-- THE REQUEST --
Collect every line in the entries below that contains the word "pole", and copy each one out in full.

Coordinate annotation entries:
=-=-=-=-=

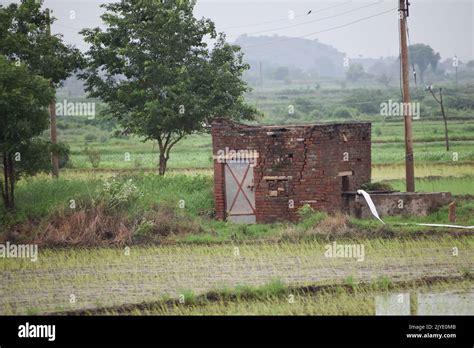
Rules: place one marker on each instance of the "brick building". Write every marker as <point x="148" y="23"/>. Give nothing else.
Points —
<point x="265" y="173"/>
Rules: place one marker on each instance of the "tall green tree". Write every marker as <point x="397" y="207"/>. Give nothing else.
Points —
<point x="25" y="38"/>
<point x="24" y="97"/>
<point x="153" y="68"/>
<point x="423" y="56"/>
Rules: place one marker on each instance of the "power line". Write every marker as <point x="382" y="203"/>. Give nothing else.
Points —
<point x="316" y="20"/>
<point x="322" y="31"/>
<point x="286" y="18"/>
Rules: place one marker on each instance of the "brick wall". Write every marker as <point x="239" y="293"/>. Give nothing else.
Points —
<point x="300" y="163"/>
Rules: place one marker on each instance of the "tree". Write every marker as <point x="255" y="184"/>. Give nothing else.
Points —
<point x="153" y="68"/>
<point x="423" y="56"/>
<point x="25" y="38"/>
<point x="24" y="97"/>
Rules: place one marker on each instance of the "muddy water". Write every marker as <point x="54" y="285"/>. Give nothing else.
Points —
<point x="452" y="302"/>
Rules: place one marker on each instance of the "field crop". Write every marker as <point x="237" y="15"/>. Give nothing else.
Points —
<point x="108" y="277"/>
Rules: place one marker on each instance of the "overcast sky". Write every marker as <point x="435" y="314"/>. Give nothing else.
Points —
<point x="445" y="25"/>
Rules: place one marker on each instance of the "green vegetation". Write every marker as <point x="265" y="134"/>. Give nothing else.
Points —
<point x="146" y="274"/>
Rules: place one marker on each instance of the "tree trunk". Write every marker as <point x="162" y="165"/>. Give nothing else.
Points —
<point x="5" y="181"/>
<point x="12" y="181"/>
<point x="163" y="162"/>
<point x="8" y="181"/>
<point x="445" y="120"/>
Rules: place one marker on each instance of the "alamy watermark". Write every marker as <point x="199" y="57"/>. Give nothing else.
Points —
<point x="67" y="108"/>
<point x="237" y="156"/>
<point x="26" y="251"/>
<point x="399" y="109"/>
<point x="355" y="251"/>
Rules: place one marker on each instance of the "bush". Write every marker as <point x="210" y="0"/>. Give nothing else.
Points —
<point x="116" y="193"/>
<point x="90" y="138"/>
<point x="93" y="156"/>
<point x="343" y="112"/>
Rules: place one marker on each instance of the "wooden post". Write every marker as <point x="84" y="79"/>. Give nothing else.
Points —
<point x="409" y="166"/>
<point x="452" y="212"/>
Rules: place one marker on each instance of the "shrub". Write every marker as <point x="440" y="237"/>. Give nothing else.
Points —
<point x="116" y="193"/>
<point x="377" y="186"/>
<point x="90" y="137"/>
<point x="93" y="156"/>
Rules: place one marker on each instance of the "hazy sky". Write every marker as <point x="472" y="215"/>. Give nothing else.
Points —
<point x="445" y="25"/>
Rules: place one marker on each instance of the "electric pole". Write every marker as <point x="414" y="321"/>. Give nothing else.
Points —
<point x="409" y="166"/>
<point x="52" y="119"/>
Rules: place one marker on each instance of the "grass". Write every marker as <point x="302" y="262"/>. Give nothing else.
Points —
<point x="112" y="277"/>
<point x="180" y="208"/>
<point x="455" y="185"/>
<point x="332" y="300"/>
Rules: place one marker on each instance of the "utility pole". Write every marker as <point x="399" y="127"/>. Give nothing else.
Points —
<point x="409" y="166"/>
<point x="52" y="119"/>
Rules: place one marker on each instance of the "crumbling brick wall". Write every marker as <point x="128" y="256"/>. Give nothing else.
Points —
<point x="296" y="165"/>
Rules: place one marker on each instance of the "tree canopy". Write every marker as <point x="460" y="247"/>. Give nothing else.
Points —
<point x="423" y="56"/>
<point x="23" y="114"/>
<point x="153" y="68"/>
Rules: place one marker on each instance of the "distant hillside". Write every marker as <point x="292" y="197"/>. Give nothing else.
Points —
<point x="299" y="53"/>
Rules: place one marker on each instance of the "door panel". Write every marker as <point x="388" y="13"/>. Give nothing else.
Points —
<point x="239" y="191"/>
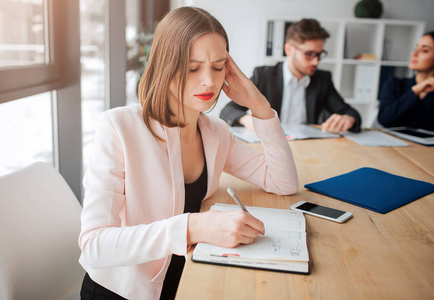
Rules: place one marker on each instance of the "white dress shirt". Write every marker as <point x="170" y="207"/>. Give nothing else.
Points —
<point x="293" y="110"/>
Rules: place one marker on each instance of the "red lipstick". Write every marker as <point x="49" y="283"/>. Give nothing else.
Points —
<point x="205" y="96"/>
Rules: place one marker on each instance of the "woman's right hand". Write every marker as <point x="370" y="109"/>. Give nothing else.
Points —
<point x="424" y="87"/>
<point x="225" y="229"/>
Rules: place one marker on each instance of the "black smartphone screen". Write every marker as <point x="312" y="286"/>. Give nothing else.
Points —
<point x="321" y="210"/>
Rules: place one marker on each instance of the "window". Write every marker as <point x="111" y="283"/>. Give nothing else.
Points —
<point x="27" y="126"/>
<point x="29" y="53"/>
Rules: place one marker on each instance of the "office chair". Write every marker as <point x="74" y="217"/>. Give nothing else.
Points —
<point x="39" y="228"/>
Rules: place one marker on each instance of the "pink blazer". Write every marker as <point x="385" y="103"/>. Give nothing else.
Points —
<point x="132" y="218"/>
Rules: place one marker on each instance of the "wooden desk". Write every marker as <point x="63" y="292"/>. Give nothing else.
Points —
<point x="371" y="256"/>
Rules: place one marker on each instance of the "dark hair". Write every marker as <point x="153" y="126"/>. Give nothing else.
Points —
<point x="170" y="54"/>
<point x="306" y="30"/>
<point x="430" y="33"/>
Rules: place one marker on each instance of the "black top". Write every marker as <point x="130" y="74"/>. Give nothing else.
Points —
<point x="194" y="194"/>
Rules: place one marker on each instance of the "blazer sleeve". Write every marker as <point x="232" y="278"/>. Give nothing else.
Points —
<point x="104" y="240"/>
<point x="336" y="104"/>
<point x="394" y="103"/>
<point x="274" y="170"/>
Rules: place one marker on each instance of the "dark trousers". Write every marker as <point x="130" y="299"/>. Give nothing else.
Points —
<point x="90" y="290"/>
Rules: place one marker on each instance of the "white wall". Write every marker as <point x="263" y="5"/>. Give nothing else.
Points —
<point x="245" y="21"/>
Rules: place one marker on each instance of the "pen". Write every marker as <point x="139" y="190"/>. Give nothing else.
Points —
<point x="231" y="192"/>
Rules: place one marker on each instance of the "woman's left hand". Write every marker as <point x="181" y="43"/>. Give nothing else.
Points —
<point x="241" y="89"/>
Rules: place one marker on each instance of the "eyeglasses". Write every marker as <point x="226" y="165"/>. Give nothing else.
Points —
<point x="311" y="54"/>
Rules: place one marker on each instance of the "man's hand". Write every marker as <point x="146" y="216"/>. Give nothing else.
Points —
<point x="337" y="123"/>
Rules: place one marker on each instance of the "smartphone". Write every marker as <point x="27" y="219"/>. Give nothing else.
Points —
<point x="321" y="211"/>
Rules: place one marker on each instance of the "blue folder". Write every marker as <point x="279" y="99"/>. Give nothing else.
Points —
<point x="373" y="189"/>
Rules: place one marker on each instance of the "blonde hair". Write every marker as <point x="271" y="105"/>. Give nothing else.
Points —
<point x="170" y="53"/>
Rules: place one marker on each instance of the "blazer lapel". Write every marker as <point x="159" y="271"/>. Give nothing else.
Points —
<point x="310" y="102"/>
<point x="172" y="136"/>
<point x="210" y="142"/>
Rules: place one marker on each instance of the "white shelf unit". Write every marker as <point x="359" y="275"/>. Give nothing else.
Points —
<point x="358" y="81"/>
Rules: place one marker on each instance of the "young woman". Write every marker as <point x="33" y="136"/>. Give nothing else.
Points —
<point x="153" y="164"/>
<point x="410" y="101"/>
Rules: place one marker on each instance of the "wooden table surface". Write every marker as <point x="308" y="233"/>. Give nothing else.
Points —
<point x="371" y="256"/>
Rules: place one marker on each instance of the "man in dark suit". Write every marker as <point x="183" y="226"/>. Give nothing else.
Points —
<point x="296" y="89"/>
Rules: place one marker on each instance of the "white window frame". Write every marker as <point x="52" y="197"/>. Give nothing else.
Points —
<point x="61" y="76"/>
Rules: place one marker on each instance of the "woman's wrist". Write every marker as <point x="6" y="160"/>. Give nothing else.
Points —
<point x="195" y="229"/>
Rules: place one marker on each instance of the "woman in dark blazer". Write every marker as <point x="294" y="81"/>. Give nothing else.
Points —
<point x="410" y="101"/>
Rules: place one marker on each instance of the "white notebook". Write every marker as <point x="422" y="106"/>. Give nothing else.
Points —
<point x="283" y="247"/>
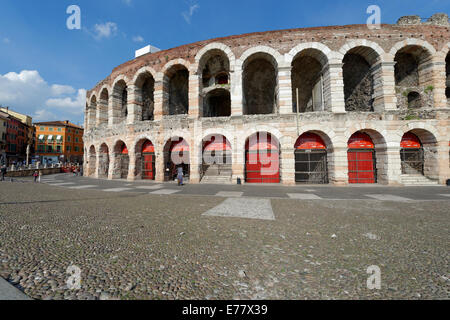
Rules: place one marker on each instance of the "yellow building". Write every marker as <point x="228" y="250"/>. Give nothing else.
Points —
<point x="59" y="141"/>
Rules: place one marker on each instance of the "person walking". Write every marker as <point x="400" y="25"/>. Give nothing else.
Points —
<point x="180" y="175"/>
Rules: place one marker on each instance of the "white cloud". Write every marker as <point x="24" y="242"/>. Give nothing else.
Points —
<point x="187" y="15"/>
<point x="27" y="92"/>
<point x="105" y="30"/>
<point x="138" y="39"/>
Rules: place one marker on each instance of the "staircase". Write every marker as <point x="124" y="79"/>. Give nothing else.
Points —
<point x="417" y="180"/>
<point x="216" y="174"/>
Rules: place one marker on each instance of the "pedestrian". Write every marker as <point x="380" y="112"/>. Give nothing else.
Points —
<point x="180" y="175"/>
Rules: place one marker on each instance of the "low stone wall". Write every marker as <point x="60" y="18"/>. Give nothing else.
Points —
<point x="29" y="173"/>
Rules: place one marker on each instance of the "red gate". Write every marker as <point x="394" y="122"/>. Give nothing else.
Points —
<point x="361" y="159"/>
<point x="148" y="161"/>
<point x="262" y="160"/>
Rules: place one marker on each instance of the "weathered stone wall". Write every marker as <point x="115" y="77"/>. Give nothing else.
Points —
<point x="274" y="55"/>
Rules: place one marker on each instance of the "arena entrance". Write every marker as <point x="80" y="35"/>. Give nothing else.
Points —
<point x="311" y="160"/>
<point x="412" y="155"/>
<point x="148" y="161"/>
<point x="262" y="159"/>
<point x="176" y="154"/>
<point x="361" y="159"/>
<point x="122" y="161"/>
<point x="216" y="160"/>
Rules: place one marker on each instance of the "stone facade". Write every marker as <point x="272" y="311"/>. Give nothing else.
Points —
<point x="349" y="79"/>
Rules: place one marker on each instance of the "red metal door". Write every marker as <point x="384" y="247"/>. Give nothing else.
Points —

=-=-=-=-=

-- SOLUTION --
Rules: place one marker on each instance of the "electric pole". Write every marker as <point x="414" y="321"/>. Give nothing else.
Rules: place one marker on each instance of the "utility pole". Write every marker as <point x="399" y="127"/>. Give nothing else.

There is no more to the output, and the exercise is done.